▶ _LISTED ENTRIES_:
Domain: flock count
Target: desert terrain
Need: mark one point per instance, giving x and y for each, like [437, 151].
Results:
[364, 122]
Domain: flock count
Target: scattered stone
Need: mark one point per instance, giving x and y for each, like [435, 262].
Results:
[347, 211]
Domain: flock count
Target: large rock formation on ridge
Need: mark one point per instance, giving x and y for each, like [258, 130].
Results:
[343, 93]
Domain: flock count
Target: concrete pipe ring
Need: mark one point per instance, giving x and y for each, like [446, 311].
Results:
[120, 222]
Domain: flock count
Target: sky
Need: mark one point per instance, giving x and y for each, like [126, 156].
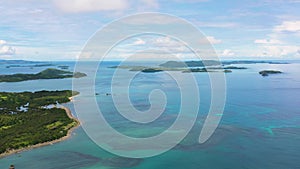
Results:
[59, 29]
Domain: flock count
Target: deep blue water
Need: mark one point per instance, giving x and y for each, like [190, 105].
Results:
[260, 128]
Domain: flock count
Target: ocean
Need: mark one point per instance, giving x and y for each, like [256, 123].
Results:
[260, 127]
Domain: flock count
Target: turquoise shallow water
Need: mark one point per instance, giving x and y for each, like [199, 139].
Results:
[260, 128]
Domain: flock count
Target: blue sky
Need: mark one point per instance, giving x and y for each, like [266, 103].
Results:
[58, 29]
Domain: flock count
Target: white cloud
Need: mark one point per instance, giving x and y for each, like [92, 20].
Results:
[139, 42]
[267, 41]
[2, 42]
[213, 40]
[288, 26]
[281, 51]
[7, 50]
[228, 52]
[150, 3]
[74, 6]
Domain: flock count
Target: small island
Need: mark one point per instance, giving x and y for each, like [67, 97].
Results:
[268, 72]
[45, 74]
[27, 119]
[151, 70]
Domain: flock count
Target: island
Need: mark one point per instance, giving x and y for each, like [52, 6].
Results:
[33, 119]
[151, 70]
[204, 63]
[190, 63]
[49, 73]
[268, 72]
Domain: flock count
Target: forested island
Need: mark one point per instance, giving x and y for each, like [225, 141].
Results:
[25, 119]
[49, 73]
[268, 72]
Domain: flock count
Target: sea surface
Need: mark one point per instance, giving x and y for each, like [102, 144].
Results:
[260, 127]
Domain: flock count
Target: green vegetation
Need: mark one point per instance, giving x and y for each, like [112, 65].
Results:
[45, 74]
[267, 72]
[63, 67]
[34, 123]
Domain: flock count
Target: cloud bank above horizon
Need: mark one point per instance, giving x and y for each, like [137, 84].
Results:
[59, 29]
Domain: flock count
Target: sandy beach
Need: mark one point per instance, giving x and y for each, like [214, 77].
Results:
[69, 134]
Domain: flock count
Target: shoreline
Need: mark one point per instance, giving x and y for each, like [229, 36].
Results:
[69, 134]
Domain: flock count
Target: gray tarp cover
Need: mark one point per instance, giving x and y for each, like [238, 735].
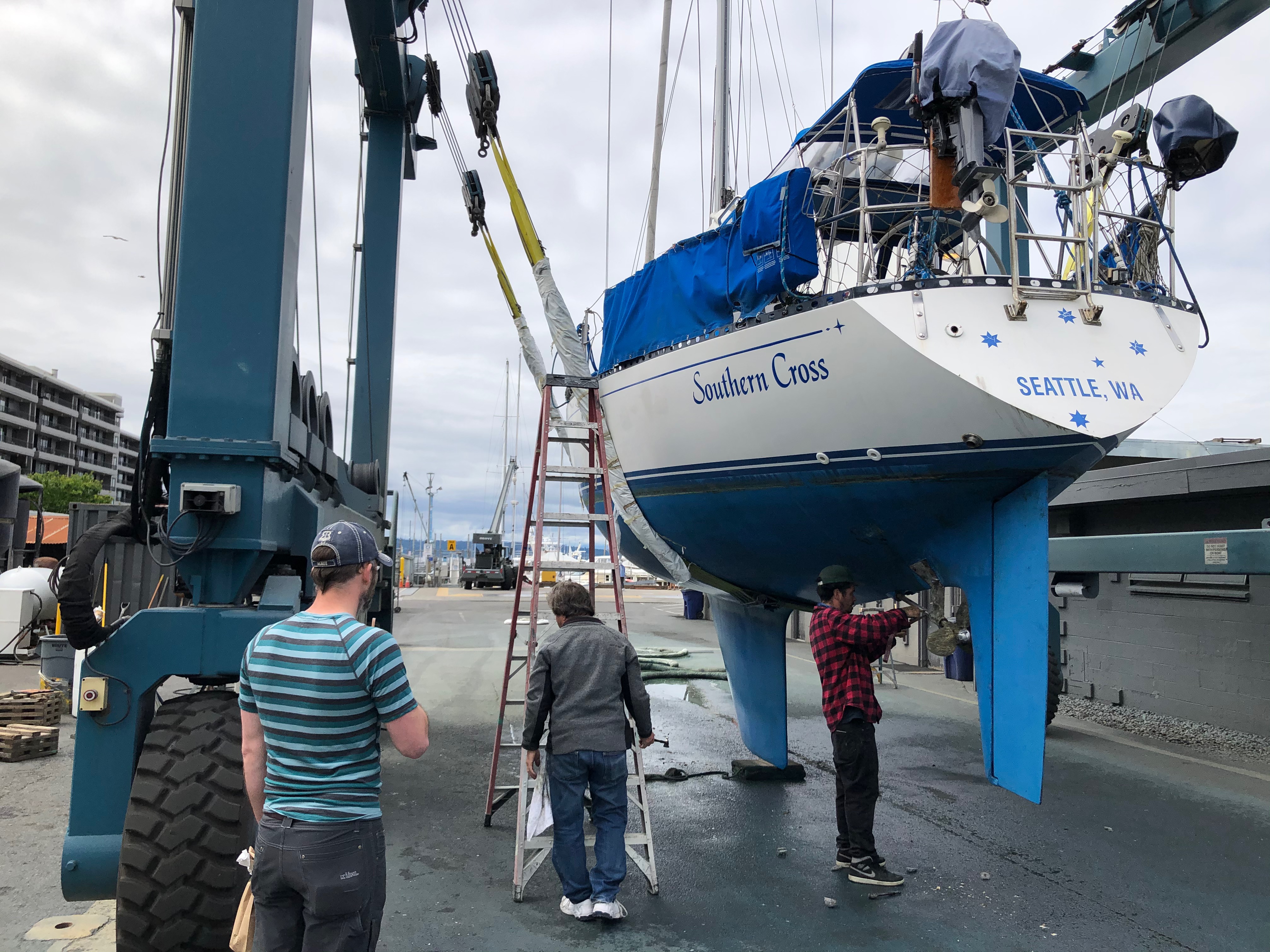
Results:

▶ _THE TASK_: Omit the pictures and output all of the other material exactly.

▶ _FINISHED TASK_:
Domain: flock count
Target: desert terrain
Need: mark one point per instance, giving x and y for each, like [437, 151].
Results:
[364, 122]
Domain: flock count
Target: scattered stone
Need: mark one point per instance, giving x and y for each, like [435, 262].
Results:
[347, 211]
Domain: flock count
Target: large rock formation on ridge
Need: mark one point per instance, giving x and y for each, like [258, 130].
Results:
[343, 93]
Domain: flock count
Target: concrete pipe ring
Need: mark one point per instance, giving x and y for each, like [446, 311].
Results:
[120, 222]
Domain: flock count
Target: sky
Need: mark one point per instance, giving x and y for each, like [126, 156].
Results:
[59, 29]
Domain: flock count
Target: deep blue water
Need: mark one point per instance, giving x and y for each, like [190, 105].
Results:
[260, 128]
Domain: flock count
Target: ocean
Need: mark one point per instance, giving x and y for each, like [256, 123].
Results:
[260, 127]
Domain: flock count
Target: turquoise shallow water
Need: mark one point per instance, giving x and y for each, like [199, 139].
Results:
[260, 128]
Domain: flock count
Target: blue sky
Need: mark one point per instance, giving x and y for each, like [266, 103].
Results:
[58, 29]
Domain: flock count
Target: white cloud
Need: mark one point per instance, giving x and y for each, like [92, 20].
Results:
[139, 42]
[267, 41]
[2, 42]
[213, 40]
[288, 26]
[281, 51]
[7, 50]
[228, 52]
[150, 3]
[74, 6]
Domain: flock count
Target: small island
Need: mark one point per instance, giving x and y for each, like [67, 97].
Results:
[268, 72]
[45, 74]
[27, 119]
[151, 70]
Domain: flock count
Target: island
Need: mark one point per instance, giving x and y for each, like [52, 6].
Results:
[33, 119]
[151, 70]
[204, 63]
[190, 63]
[49, 73]
[268, 72]
Domain: flock count
Target: forested island
Need: mark one point per instance, giving x and y for each, like [225, 141].
Results:
[25, 119]
[49, 73]
[268, 72]
Domain: flock count
Target: sea surface
Need: mark one point per instance, giving x and y for each, like [102, 144].
Results:
[260, 127]
Domain: flock count
Target: green vegetation
Need: mark one point per instance, giving x and y for each, like [112, 65].
Results:
[45, 74]
[267, 72]
[63, 67]
[34, 123]
Domain: flock count
Target: cloud bank above horizon
Need: mark one point per instance, giving x and y for each, like [137, 84].
Results:
[59, 29]
Domain: flock count
Target: sandy beach
Need: mark one point per instance, giving x and y for each, like [214, 77].
Results:
[69, 134]
Domain: flock count
Target: shoreline
Need: mark one point per instance, giving x and y for each, like [229, 36].
Results:
[69, 134]
Domain: flock count
Target: gray tarp cover
Need: mark one point per instance, giving x and y for each, like [238, 735].
Results:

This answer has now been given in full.